Information input device and electronic apparatus including the same

Abstract

An information input device according to the invention includes: a printed board 10 on the upper surface of which Hall devices 13a and 13b and tact switches 12a through 12d are packaged; a pressing board 20 which has through holes 24a and 24b at positions corresponding to the positions of the Hall devices 13a and 13b, and is made of non-magnetic material and attached to the upper surface of the printed board 10 such that the pressing board 20 can press down the printed board 10; and a rotational operation body 30 rotatably supported by the central portion of the upper surface of the pressing board 20. An annular magnet 32 on which N poles and S poles are alternately provided with a predetermined angle pitch is coaxially attached to the lower surface of the rotational operation body 30 as one piece body. The Hall devices 13a and 13b detect magnetic flux of the magnet 32 passing through the through holes 24a and 24b of the pressing board 20 when the rotational operation body 30 is rotated. The tact switches 12a through 12d are operated through the pressing board 20 when the rotational operation body 30 is pressed down.

Description

TECHNICAL FIELD

The present invention relates to an information input device, and more particularly to an information input device which is applicable to an electronic apparatus such as a cellular phone, and to an electronic apparatus which includes this information input device.

BACKGROUND ART

An example of an information input device for a cellar phone or the like is shown in Patent Reference No. 1 (pp. 45-49, FIGS. 29 thr. 33), in which internal components such as a printed board 420 and an operation dial 436 are provided on a base 402.

Patent Reference No. 1: International Publication No. 02/099617 Pamphlet

DISCLOSURE OF THE INVENTION

Problems that the Invention is to Solve

However, in the above information input device in which the internal components such as the printed board 420 and the operation dial 436 are equipped on the base 402, there is problem that the numbers of components and assembling steps required are large.

Accordingly, in view of the above problem, it is an object of the invention to provide an information input device which reduces the numbers of components and assembling steps by directly attaching a rotational operation body on a printed board, and an electronic apparatus including this information input device.

MEANS FOR SOLVING THE PROBLEMS

In order to achieve this object, an information input device according to the invention includes: a printed board on the upper surface of which magnetic detection means and a switch are packaged; a pressing board attached to the upper surface of the printed board such that the pressing board can press down the printed board; and a rotational operation body rotatably supported by the central portion of the upper surface of the pressing board. An annular magnet on which N poles and S poles are alternately provided with a predetermined angle pitch is coaxially attached to the lower surface of the rotational operation body as one piece body. The magnetic detection means detects magnetic flux of the magnet passing through the pressing board when the rotational operation body is rotated. The switch is operated through the pressing board when the rotational operation body is pressed down.

According to the invention, since the printed board also functions as the base required in the prior-art example, the need for equipping the base is eliminated. Since the numbers of components and assembling steps are decreased, cost reduction and improvement in productivity can be attained.

In this example according to the invention, the pressing board may be made of non-magnetic material and have a through hole through which magnetic flux passes at a position corresponding to the position of the magnetic detection means.

[Coordinate annotation entries]
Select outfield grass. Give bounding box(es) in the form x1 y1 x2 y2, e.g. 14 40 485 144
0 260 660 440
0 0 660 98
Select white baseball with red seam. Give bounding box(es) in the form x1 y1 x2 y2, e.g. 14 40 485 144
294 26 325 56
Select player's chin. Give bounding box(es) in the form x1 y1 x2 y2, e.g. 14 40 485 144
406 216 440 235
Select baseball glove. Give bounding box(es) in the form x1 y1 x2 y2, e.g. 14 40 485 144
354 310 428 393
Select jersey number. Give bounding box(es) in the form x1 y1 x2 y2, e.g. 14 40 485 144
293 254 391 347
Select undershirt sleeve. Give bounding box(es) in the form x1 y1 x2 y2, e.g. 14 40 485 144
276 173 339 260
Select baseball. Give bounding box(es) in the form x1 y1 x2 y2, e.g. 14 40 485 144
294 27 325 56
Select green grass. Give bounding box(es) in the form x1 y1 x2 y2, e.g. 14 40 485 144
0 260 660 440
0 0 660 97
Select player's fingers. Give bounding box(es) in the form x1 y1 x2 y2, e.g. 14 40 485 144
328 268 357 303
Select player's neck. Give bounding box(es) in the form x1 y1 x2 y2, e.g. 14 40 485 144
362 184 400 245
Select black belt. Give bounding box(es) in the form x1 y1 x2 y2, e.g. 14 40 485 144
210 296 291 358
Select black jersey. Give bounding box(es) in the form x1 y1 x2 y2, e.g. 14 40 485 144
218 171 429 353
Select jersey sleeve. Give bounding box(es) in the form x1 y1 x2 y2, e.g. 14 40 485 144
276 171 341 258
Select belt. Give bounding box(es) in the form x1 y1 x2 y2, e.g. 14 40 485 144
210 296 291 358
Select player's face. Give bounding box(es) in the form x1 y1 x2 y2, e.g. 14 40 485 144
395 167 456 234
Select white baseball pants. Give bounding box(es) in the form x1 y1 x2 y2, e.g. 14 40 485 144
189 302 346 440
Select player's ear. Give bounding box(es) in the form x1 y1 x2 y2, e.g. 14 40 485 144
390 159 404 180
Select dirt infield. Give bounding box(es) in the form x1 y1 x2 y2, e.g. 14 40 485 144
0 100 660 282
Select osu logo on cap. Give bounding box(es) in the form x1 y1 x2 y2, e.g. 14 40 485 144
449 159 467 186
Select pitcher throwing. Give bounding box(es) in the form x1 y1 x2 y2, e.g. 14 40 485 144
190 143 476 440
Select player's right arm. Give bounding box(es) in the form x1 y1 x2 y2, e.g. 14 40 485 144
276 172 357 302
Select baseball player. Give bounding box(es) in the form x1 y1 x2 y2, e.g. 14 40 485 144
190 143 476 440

▸ **Objective**: In the patent description, what is the pressing board made of? Rely only on the patent description for the answer.

▸ **Solution for this problem**: Non-magnetic material.